Yapılacak işler.
(a) Verilen metindeki "Barışçıl çözüm isteyenlere neden vatan haini yaftası yapıştırılıyor?" cümlesini İngilizceye çevirin.
(b) Lütfen listede "Please trace the outline of every instance of the sponsor" ifadesini içeren satırdan başlayıp "Outlines of the sponsor" ifadesini içeren satıra kadar giden satırları, iki uç satır da dahil ve boş satırlar atlanarak, numaralı liste hâlinde yeniden yazın.

------ Verilen metin

KİM BUNLAR

Abone Ol

Bu hafta yoğun ölümlerin yaşandığı bir hafta oldu ne yazık ki.

Önce onlarca askerimizi yitirdik, ardından yüzlerce vatandaşımızı kaybettik enkaz altında…

Şu anda dağlarda ve enkazlarda ölümler sürüyor muhtemelen…

Askerler yitirildiğinde birileri gülmüş, mutlu olmuş mudur acaba?

Ya fırsatçı müteahhitlerin beton tabutlarında, yoksulluk nedeniyle çağdışı yapılara sığınmış insanları yitirdiğimizde birileri mutlu olmuş mudur?

“ Belalarını buldular”  diye ve hâlâ insan olduklarını iddia ederek, vicdanları rahat dolaşmakta mıdırlar ortalıkta?

Peki, nasıl bir sıfat yakıştırılmalıdır bu insanlıktan nasibini almamışlara…

Nasıl bir insanlıktır, nasıl bir acımasızlıktır, nasıl bir öfkedir ve akıl tutulmasıdır bu?

Kim bunlar?

Ne yapmaya çalışıyorlar?

Nasıl bu hale getirildiler?

En tepedekine de en alttakine de intikam çığlıkları attıran bu kinin mimarları kimler?

Barışçıl çözüm isteyenlere neden vatan haini yaftası yapıştırılıyor?

Neden kanın, ölümlerin sürmesi için intikam çığlıkları atanlar vatansever?

Acaba bir tarafın diğerini ölümlerle ve baskılarla sindirmesi dışında bir çözüm yolu yok mudur?

------------
------ Liste

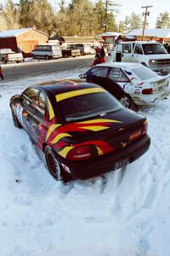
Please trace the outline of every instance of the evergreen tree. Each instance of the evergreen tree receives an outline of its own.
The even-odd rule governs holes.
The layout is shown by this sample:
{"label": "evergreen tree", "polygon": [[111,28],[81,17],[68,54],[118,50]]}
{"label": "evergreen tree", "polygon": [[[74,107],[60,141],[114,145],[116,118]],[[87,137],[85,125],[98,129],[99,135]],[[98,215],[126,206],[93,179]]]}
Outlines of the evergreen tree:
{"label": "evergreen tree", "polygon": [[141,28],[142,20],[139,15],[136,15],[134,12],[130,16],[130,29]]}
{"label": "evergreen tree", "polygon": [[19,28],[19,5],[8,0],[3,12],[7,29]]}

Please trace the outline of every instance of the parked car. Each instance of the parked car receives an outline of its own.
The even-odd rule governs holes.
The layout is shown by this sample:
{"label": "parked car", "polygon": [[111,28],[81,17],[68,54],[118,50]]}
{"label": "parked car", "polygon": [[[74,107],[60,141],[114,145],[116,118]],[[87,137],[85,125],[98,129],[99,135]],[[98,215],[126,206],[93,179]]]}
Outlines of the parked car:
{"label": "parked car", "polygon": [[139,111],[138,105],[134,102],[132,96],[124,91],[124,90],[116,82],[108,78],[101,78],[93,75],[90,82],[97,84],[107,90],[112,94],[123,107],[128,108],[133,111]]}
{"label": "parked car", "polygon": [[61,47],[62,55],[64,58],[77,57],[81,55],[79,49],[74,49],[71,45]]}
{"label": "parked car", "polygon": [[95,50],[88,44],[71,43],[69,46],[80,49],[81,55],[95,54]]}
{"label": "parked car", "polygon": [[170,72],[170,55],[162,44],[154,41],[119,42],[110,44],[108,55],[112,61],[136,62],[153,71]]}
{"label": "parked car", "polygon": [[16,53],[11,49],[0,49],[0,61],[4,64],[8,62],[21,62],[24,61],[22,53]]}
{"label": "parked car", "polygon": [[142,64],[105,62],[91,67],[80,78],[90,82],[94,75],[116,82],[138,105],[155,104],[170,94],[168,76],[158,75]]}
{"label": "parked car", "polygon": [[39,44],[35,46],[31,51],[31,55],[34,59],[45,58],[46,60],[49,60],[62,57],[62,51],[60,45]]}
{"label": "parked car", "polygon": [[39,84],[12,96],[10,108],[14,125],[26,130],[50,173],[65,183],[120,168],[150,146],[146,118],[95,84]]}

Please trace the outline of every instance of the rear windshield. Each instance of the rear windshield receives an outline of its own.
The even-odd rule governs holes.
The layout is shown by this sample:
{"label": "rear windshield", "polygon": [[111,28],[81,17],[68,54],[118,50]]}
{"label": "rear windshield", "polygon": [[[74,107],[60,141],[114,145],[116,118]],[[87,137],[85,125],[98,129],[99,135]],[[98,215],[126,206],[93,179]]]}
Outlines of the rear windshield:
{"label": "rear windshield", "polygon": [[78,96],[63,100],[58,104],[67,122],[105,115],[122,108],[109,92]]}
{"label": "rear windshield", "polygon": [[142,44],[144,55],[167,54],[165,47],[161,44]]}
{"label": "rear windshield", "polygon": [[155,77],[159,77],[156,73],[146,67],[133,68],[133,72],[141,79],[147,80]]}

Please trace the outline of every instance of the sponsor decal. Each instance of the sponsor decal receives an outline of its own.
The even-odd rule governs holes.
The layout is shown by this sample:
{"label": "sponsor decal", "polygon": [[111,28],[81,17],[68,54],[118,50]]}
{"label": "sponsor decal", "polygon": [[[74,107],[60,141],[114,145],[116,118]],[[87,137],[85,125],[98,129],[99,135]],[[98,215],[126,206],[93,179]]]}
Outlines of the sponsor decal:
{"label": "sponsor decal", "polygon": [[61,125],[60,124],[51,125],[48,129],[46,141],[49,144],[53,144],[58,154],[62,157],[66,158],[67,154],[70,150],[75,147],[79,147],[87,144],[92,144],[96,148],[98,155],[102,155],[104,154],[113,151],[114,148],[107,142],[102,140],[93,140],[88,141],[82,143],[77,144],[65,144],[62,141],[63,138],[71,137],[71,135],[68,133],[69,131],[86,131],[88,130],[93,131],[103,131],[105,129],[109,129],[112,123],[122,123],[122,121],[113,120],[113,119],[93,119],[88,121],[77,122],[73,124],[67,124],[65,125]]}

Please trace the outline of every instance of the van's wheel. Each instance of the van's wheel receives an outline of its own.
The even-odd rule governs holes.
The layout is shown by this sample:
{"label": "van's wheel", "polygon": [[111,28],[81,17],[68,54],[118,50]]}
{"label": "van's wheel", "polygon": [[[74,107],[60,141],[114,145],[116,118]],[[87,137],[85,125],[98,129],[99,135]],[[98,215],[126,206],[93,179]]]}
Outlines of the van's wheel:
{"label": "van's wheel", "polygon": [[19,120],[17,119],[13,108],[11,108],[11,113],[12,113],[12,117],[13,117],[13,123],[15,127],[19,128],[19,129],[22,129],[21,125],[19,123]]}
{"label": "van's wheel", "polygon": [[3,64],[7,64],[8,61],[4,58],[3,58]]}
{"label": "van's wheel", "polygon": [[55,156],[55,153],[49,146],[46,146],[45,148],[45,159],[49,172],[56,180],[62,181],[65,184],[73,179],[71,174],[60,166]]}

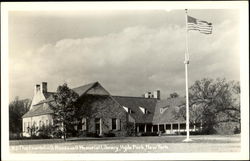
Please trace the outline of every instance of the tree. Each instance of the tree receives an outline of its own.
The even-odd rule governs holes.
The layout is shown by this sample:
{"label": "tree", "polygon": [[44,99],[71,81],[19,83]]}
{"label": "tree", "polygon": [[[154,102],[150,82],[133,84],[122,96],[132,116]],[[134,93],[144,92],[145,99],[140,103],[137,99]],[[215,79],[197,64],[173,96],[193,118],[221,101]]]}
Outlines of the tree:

------------

Görev çözümleri.
(a) Why are those who want a peaceful solution branded as traitors?

(b)
1. Please trace the outline of every instance of the sponsor decal. Each instance of the sponsor decal receives an outline of its own.
2. The even-odd rule governs holes.
3. The layout is shown by this sample:
4. {"label": "sponsor decal", "polygon": [[111,28],[81,17],[68,54],[118,50]]}
5. {"label": "sponsor decal", "polygon": [[[74,107],[60,141],[114,145],[116,118]],[[87,137],[85,125],[98,129],[99,135]],[[98,215],[126,206],[93,179]]]}
6. Outlines of the sponsor decal:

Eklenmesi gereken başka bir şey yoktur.